# Exercise instructions:
Give again, word for word, each line of the data from the first through the one containing "(1031, 826)". Pictures stay out.

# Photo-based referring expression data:
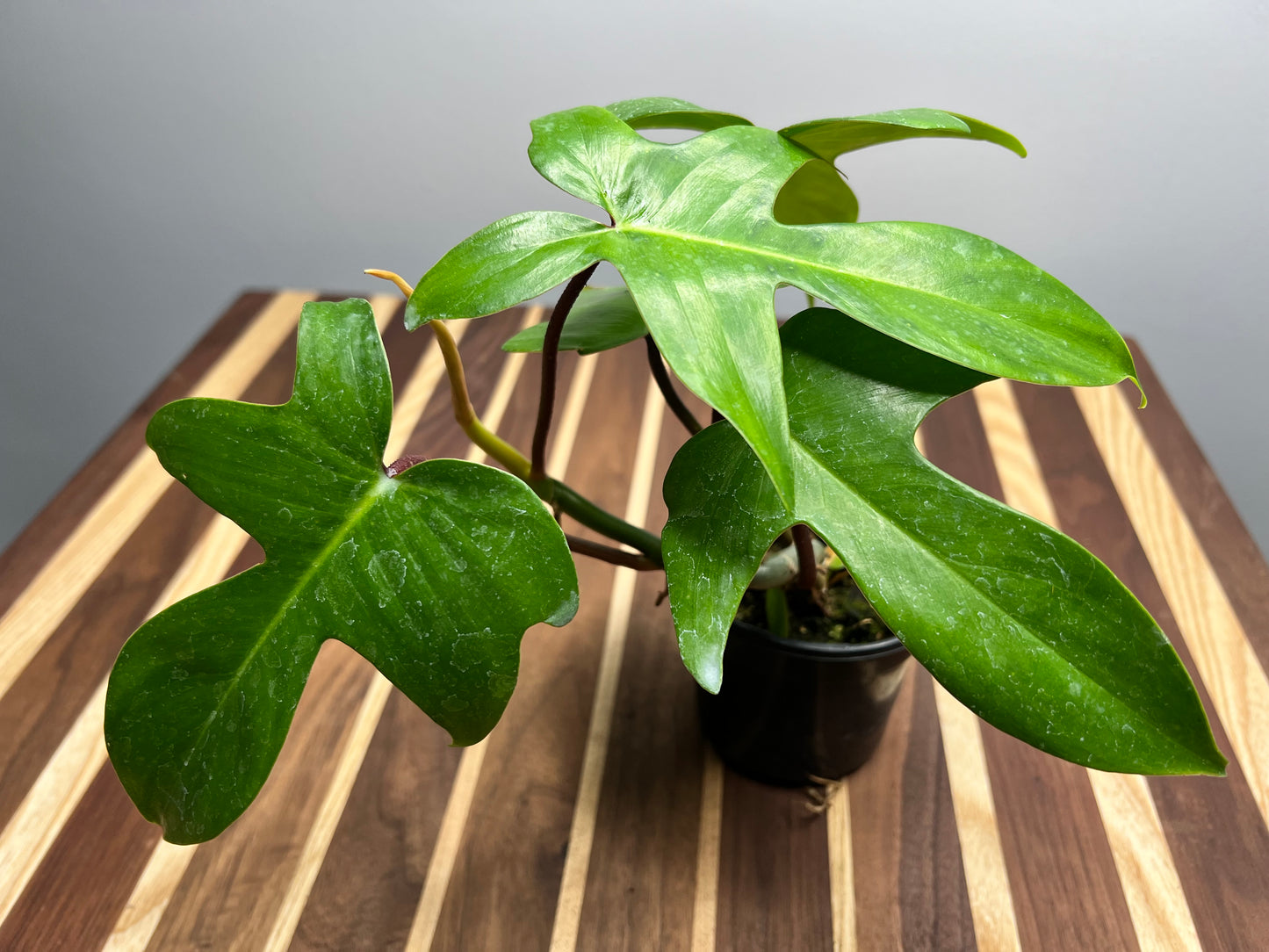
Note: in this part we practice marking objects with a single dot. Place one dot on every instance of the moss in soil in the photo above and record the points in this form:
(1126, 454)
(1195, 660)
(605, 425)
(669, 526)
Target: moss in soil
(841, 615)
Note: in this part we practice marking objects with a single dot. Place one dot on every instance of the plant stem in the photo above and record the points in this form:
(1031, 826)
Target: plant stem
(465, 413)
(601, 521)
(608, 553)
(550, 359)
(804, 556)
(667, 386)
(551, 490)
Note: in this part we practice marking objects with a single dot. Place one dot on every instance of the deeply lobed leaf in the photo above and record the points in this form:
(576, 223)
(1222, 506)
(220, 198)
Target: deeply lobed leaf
(1020, 622)
(695, 238)
(432, 575)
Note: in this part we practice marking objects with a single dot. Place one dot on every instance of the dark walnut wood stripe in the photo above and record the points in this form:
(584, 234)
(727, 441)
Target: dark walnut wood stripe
(48, 696)
(505, 880)
(641, 883)
(1215, 832)
(1225, 538)
(773, 876)
(59, 518)
(370, 883)
(775, 871)
(1061, 869)
(155, 550)
(234, 886)
(76, 894)
(909, 880)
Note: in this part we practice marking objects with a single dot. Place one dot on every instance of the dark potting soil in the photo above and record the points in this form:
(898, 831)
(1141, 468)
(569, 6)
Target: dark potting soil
(843, 617)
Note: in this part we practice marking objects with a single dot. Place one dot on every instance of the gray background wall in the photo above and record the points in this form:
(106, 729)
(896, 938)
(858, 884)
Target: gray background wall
(155, 157)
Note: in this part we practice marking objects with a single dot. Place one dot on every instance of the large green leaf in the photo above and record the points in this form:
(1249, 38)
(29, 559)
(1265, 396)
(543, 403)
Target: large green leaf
(601, 320)
(815, 194)
(432, 575)
(829, 139)
(667, 113)
(695, 239)
(1018, 621)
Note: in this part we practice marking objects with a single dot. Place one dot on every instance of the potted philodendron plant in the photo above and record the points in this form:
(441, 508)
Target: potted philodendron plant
(804, 507)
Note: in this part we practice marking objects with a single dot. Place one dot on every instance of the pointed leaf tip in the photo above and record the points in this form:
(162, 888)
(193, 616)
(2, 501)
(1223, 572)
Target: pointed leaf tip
(433, 576)
(977, 592)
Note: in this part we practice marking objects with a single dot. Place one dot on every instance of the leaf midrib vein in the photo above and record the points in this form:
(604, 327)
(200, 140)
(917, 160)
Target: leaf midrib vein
(338, 537)
(957, 570)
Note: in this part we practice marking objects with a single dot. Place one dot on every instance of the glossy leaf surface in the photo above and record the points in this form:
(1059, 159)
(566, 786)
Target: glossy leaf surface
(601, 320)
(815, 194)
(696, 242)
(667, 113)
(1018, 621)
(433, 576)
(830, 139)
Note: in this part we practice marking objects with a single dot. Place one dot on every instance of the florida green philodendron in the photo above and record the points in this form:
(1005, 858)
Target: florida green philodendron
(434, 569)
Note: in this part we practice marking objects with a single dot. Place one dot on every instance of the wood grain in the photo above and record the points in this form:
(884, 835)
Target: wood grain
(51, 595)
(1143, 860)
(1221, 532)
(650, 851)
(1063, 875)
(505, 880)
(773, 869)
(40, 539)
(581, 834)
(594, 815)
(1214, 829)
(368, 888)
(1211, 627)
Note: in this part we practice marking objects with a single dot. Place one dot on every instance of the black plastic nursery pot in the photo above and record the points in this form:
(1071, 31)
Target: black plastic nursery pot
(792, 712)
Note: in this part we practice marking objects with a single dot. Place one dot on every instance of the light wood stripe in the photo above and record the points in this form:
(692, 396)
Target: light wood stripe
(991, 904)
(704, 904)
(162, 874)
(150, 898)
(986, 877)
(63, 579)
(1151, 885)
(405, 418)
(1207, 621)
(444, 853)
(61, 784)
(573, 883)
(320, 834)
(841, 869)
(462, 794)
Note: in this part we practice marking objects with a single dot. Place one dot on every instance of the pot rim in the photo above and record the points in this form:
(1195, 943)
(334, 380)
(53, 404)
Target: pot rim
(827, 652)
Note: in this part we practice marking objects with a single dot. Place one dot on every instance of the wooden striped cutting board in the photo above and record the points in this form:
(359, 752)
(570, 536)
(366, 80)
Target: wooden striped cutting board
(594, 817)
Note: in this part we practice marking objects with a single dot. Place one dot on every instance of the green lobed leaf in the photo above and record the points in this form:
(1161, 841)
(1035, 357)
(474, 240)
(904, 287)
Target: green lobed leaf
(830, 139)
(696, 242)
(601, 320)
(1020, 622)
(815, 194)
(667, 113)
(432, 575)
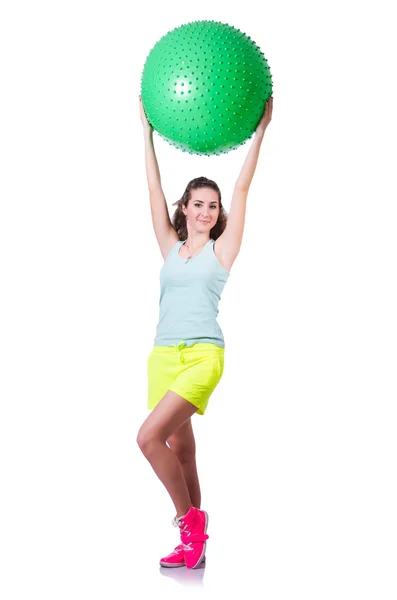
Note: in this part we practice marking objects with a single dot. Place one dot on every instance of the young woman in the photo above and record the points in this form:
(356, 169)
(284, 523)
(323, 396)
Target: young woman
(199, 247)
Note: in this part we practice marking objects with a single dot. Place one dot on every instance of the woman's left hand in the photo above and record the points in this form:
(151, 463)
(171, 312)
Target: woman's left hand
(266, 117)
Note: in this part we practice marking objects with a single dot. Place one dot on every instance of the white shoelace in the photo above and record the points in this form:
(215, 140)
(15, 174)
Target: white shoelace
(178, 522)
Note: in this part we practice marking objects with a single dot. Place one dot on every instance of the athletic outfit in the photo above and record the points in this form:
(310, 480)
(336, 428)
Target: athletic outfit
(188, 352)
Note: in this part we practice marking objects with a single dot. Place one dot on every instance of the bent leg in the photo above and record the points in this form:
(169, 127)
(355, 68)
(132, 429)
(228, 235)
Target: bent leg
(183, 445)
(167, 417)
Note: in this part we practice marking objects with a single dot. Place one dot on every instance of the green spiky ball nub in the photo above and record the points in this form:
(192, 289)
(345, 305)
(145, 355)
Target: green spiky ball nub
(205, 86)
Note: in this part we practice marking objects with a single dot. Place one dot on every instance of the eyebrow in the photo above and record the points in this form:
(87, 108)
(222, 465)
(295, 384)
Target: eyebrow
(212, 202)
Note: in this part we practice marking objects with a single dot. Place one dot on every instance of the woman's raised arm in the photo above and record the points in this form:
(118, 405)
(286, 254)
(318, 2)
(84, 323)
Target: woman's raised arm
(165, 233)
(229, 243)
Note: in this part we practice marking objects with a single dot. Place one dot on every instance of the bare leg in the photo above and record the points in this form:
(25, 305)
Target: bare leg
(183, 445)
(167, 417)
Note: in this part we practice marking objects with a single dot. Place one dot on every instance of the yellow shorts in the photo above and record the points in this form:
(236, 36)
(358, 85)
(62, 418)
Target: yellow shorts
(193, 372)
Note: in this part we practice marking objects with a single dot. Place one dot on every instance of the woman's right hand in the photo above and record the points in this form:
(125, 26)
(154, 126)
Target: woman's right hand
(145, 122)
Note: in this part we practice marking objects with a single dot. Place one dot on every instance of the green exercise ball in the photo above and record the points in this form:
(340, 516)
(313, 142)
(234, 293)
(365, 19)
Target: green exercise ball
(204, 87)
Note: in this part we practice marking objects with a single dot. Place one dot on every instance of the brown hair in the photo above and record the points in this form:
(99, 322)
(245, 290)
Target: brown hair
(179, 219)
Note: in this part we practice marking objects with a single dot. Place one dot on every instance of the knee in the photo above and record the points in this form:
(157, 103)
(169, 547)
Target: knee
(144, 440)
(185, 453)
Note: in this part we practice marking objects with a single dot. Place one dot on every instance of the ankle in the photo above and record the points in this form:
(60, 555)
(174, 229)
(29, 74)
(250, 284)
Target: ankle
(180, 514)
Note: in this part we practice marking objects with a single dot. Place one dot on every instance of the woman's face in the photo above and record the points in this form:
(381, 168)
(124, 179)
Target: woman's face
(202, 211)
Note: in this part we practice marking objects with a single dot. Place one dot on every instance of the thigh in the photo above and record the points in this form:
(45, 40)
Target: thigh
(182, 441)
(167, 416)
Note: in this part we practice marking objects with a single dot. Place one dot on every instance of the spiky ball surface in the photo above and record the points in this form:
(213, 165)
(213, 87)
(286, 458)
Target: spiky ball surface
(204, 87)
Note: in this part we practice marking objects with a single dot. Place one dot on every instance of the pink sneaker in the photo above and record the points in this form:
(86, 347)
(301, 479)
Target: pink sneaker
(176, 558)
(193, 528)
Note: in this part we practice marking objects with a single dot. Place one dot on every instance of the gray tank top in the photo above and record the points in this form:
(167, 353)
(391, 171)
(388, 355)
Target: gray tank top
(190, 291)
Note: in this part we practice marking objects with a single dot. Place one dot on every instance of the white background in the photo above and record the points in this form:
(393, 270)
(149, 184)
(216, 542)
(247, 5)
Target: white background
(296, 452)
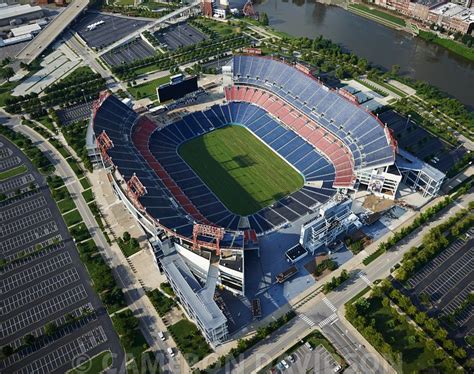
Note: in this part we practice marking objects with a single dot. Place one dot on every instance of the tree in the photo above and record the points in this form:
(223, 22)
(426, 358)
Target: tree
(29, 339)
(263, 19)
(50, 328)
(7, 73)
(7, 350)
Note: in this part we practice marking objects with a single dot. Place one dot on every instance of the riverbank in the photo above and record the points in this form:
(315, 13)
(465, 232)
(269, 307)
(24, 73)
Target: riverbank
(398, 23)
(452, 45)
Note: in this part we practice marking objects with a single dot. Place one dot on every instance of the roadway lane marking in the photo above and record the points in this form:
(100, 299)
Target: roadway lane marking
(332, 318)
(329, 304)
(307, 320)
(364, 278)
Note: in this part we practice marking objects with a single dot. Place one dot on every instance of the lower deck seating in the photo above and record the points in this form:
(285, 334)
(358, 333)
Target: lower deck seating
(176, 196)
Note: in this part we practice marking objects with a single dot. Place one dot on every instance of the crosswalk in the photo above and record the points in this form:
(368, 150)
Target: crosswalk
(331, 319)
(329, 304)
(364, 278)
(308, 320)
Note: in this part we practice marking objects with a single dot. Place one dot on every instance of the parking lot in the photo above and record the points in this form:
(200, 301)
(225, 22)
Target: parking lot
(114, 28)
(74, 113)
(181, 35)
(128, 53)
(42, 281)
(446, 281)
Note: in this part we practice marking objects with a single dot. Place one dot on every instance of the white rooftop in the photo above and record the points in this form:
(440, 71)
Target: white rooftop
(17, 10)
(452, 10)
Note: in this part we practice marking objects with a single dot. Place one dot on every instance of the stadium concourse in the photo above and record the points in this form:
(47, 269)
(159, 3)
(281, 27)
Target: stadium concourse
(334, 144)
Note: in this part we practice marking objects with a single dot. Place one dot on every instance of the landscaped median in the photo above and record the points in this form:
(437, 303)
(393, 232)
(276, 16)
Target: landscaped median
(403, 343)
(190, 341)
(139, 358)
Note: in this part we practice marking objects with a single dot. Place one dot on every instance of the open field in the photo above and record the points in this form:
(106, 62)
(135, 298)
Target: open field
(148, 89)
(378, 13)
(240, 169)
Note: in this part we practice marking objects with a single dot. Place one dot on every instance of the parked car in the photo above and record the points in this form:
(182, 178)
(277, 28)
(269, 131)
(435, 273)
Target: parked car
(285, 364)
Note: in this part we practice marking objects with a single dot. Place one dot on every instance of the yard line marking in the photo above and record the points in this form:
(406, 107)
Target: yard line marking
(329, 304)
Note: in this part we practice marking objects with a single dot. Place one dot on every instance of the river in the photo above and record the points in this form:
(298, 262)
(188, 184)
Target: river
(379, 44)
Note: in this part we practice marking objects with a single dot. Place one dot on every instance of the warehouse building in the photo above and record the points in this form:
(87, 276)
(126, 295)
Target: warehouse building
(17, 14)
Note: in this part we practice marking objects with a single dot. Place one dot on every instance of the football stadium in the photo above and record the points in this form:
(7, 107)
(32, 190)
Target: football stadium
(223, 191)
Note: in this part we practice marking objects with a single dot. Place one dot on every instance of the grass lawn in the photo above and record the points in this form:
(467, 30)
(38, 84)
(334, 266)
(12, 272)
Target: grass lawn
(47, 122)
(241, 170)
(72, 218)
(163, 304)
(400, 336)
(85, 183)
(13, 172)
(80, 232)
(75, 167)
(95, 365)
(221, 28)
(88, 195)
(66, 205)
(189, 341)
(6, 90)
(379, 13)
(147, 89)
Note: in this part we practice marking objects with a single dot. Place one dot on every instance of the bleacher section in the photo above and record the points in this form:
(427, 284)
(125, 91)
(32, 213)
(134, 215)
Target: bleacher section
(163, 144)
(176, 197)
(324, 142)
(324, 118)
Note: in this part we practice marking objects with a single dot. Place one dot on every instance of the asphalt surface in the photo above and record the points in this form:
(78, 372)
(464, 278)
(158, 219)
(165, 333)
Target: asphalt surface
(45, 287)
(134, 293)
(148, 27)
(329, 314)
(52, 31)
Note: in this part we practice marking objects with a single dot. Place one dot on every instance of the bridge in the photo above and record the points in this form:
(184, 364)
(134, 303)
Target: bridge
(52, 31)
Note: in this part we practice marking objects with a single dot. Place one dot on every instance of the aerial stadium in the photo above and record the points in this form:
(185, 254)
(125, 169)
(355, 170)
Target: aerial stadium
(218, 189)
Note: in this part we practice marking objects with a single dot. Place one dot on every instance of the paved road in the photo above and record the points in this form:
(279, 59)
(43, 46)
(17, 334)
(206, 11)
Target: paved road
(136, 299)
(89, 56)
(362, 358)
(150, 26)
(52, 31)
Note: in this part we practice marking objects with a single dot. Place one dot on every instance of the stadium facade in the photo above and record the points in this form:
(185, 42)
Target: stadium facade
(336, 145)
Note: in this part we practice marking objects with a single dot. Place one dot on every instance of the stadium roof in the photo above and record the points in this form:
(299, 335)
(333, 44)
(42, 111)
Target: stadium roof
(200, 298)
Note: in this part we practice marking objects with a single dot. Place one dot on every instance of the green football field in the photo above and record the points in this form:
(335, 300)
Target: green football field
(243, 172)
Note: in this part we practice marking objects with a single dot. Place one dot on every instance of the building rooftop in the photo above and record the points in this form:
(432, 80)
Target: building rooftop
(455, 11)
(199, 298)
(18, 10)
(429, 3)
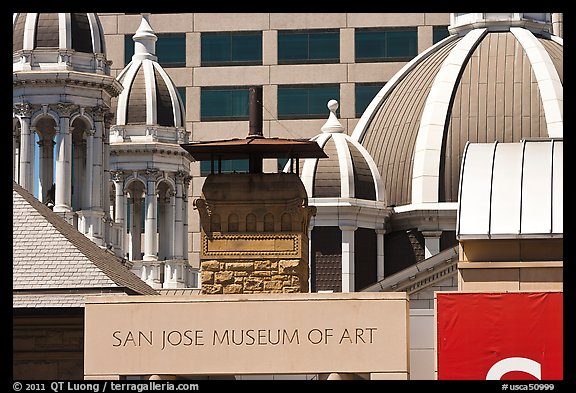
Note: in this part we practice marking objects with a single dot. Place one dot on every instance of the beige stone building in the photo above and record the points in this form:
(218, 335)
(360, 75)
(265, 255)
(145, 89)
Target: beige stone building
(414, 92)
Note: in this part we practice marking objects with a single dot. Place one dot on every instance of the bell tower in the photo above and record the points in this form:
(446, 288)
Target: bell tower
(254, 226)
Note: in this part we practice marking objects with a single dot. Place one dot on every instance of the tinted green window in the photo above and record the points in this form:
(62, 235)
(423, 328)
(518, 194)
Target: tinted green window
(228, 166)
(306, 101)
(383, 45)
(182, 92)
(224, 103)
(439, 33)
(309, 46)
(170, 49)
(364, 95)
(243, 48)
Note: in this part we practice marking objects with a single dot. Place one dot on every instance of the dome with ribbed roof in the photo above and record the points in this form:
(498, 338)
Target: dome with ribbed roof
(348, 172)
(497, 77)
(149, 96)
(60, 41)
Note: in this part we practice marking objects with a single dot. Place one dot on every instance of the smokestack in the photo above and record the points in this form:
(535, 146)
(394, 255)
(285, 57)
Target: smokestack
(255, 130)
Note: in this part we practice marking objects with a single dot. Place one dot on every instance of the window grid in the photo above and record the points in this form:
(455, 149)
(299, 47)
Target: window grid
(224, 103)
(231, 48)
(306, 101)
(398, 44)
(308, 46)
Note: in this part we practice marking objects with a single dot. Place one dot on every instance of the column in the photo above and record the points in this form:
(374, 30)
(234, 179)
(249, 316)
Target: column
(46, 175)
(380, 254)
(310, 228)
(120, 205)
(431, 243)
(26, 170)
(150, 243)
(136, 230)
(179, 218)
(63, 197)
(348, 257)
(98, 154)
(89, 175)
(186, 187)
(105, 160)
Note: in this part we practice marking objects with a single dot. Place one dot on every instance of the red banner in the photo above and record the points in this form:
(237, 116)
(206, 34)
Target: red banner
(502, 336)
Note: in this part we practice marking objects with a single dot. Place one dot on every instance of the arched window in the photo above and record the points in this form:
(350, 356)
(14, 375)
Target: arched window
(233, 223)
(269, 222)
(286, 222)
(215, 223)
(251, 223)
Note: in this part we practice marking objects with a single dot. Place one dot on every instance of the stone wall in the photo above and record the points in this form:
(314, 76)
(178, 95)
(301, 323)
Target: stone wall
(257, 276)
(254, 234)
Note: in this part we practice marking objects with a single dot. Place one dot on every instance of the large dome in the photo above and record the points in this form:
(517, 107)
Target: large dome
(77, 31)
(497, 77)
(59, 41)
(149, 96)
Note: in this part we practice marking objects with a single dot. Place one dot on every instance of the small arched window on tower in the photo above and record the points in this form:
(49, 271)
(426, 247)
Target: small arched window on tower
(215, 223)
(251, 223)
(286, 222)
(268, 222)
(233, 223)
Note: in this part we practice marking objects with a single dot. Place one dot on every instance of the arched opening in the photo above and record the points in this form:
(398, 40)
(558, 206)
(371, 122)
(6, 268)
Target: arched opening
(286, 222)
(268, 222)
(80, 179)
(16, 148)
(45, 160)
(165, 221)
(233, 222)
(135, 220)
(251, 222)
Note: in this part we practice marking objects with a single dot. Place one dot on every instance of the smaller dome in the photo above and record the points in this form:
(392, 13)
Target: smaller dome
(58, 42)
(149, 96)
(348, 172)
(81, 32)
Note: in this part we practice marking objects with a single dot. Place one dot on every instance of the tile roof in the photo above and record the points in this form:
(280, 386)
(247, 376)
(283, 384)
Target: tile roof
(50, 254)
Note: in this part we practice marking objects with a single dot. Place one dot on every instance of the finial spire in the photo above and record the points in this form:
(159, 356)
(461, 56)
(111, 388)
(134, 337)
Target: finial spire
(332, 124)
(145, 40)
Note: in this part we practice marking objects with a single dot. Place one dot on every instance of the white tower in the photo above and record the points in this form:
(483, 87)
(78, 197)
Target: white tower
(62, 90)
(150, 170)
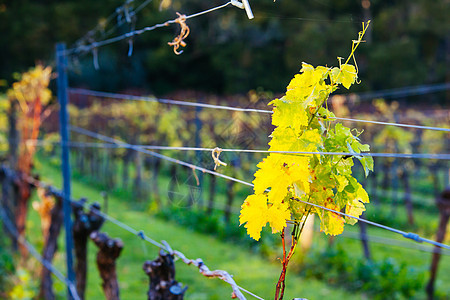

# Worked solution:
Note: in this part we practice marking objects with a single dot. Place one dot on every instance of the moss in soil in the photo above and record the points in this form:
(1126, 454)
(1195, 660)
(605, 425)
(669, 526)
Target: moss in soil
(841, 615)
Note: in this part we practice marking objects with a single dot. Place one dot on every instance of the plant stem in the photo above and record the points in this form:
(1031, 826)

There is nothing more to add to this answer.